**EXCERPT**.
[BEGIN]

Volume 2, Issue 5 October 2002
Volume 2, Issue 5
Commercial Airline Passengers Most Likely to Report Delays
Results from the Bureau of Transportation Statistics (BTS) Omnibus Household survey show that about three out of ten (28 percent) airline travelers reported experiencing what they considered to be significant delays while traveling by air in the month prior to the survey (Table 1). About one out of five travelers using personal vehicles (18 percent) or public transit (19 percent) reported experiencing significant delays during the same time period.
BTS surveys about 1,000 households on a monthly basis on a number of issues of interest to the transportation industry. Other results from the survey show that the total number of travelers reporting transportation delays rose from 33.5 million in November 2001 to 43.6 million in March and reached 53.6 million in July 2002. Delays for personal vehicles averaged 34 million travelers for the three months surveyed, making up 72 percent of all delays, largely because much higher numbers of people use personal vehicles than other modes of transportation (Table 2). Commercial airlines accounted for 12 percent of the total delays while public transit delays accounted for 11 percent. Other modes of transportation accounted for 5 percent of the total delays.

[END]

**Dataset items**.
[BEGIN]

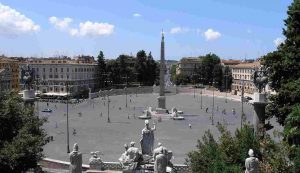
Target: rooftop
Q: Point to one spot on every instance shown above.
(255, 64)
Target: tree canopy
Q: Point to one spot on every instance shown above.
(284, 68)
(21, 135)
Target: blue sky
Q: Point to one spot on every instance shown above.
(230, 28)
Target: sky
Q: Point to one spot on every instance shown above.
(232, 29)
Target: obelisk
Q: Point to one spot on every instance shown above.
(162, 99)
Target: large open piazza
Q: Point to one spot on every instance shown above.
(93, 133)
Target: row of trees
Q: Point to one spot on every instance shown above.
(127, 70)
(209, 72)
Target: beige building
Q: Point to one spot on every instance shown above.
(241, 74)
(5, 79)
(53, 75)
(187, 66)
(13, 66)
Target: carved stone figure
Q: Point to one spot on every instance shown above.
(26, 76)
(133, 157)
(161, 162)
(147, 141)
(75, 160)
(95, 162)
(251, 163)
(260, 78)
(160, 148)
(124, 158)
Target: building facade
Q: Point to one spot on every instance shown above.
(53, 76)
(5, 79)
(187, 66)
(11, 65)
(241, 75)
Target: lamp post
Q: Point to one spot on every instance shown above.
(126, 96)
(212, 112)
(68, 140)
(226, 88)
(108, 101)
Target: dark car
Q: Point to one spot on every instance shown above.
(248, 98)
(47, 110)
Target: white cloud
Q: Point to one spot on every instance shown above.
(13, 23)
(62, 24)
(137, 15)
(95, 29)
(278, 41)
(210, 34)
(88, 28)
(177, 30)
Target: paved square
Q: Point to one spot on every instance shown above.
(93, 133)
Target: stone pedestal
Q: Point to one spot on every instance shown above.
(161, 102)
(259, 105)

[END]
[BEGIN]

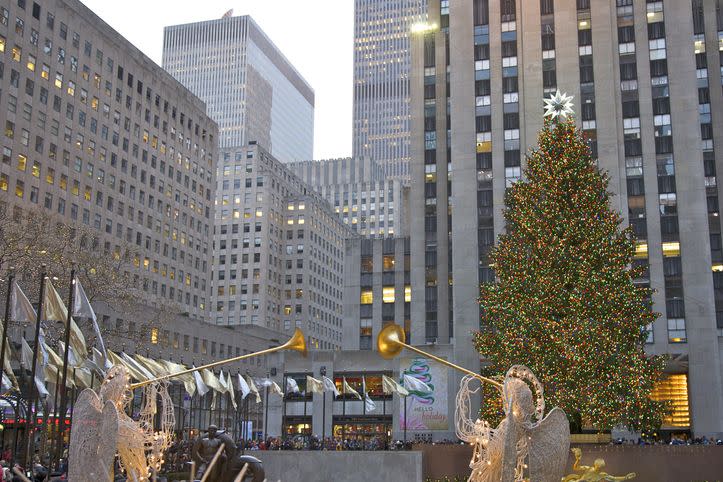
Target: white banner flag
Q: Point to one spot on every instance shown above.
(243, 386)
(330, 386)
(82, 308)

[END]

**WRITTEN PROBLEM 1**.
Answer these questions from the report on travel delays:
(a) What percentage of airline travelers reported significant delays in the month before the survey?
(b) How many travelers reported transportation delays in July 2002?
(c) What share of total delays did commercial airlines account for?
**WRITTEN PROBLEM 2**. Pick up the report on transportation delays after its last sentence and keep writing it.
The records aren't needed for this work.

**RESPONSE 1**.
(a) 28 percent
(b) 53.6 million
(c) 12 percent

**RESPONSE 2**.
Survey results also showed that less than 10% of U.S. residents who experienced significant transportation delays opted to cancel their trips (Figure 1).
The most frequently selected options for dealing with the delays while traveling in a personal vehicle were to change the route (46 percent) or the time (35 percent ) of the trip.
Public transit passengers dealing with travel delays were most likely to change the time of their trip (41 percent) or select another mode of transportation (26 percent) while passengers traveling by commercial air were most likely to change the time of their flight (45 percent), change their route (20 percent), or postpone their trip (20 percent).
Source and Accuracy Statements
Data presented in this issue of OmniStats are taken from several issues of the BTS Omnibus Household Survey. Data are preliminary and are subject to change. The target population for the survey is the US non-institutionalized adult population (18 years of age or older). Results are based on a completed sample of 1000+ households that are randomly selected using a list-assisted random digit dialing (RDD) methodology. The findings summarized in this report are estimates derived from a sample survey. Sample surveys contain two major components of error-sampling and nonsampling error.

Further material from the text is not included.